-------- DATA FOR PROCESSING --------

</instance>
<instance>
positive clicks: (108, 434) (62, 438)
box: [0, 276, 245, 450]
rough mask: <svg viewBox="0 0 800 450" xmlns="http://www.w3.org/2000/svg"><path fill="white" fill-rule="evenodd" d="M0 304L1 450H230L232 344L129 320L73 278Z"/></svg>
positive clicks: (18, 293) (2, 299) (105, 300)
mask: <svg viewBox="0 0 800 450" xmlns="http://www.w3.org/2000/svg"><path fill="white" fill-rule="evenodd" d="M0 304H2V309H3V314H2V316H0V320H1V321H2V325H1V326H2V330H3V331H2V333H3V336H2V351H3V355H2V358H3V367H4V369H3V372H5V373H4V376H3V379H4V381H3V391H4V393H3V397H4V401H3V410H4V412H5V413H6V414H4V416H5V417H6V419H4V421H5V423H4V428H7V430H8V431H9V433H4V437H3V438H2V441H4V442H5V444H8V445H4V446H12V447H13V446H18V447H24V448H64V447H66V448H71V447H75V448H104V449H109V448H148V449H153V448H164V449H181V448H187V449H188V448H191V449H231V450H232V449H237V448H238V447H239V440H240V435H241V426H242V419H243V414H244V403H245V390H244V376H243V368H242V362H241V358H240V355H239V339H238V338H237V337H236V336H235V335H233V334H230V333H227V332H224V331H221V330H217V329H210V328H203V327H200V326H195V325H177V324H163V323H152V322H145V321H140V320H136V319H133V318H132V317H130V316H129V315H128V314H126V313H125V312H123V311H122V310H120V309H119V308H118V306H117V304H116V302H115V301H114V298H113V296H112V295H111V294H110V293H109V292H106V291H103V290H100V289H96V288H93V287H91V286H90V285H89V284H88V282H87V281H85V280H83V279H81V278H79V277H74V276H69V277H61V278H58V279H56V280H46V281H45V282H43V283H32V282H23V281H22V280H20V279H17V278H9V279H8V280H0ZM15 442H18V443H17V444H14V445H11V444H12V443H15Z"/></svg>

--------

WHAT THE TASK ASKS:
Output the records above precisely.

TASK OUTPUT:
</instance>
<instance>
positive clicks: (108, 434) (62, 438)
box: [0, 276, 245, 450]
rough mask: <svg viewBox="0 0 800 450" xmlns="http://www.w3.org/2000/svg"><path fill="white" fill-rule="evenodd" d="M0 304L1 450H230L232 344L129 320L73 278Z"/></svg>
positive clicks: (18, 293) (2, 299) (105, 300)
mask: <svg viewBox="0 0 800 450" xmlns="http://www.w3.org/2000/svg"><path fill="white" fill-rule="evenodd" d="M0 304H2V309H3V314H2V316H0V320H1V321H2V325H1V326H2V330H3V331H2V333H3V336H2V351H3V355H2V358H3V367H4V369H3V372H5V373H4V376H3V379H4V381H3V391H4V393H3V397H4V401H3V410H4V412H5V413H6V414H4V416H5V417H6V419H4V421H5V423H4V428H7V430H8V431H9V433H4V437H3V438H2V441H4V442H5V444H8V445H4V446H12V447H13V446H18V447H24V448H64V447H66V448H71V447H75V448H104V449H109V448H148V449H153V448H164V449H181V448H187V449H188V448H191V449H231V450H232V449H237V448H238V447H239V440H240V435H241V426H242V419H243V414H244V403H245V390H244V376H243V368H242V362H241V358H240V355H239V339H238V338H237V337H236V336H235V335H233V334H230V333H227V332H224V331H221V330H217V329H210V328H203V327H200V326H195V325H177V324H163V323H152V322H145V321H140V320H136V319H133V318H132V317H130V316H129V315H128V314H126V313H125V312H123V311H122V310H120V309H119V308H118V306H117V304H116V302H115V301H114V298H113V296H112V295H111V294H110V293H109V292H106V291H103V290H100V289H96V288H93V287H91V286H90V285H89V284H88V282H87V281H85V280H83V279H81V278H79V277H74V276H69V277H61V278H58V279H56V280H46V281H45V282H43V283H32V282H23V281H22V280H20V279H17V278H9V279H8V280H0ZM15 442H18V443H17V444H14V445H11V444H12V443H15Z"/></svg>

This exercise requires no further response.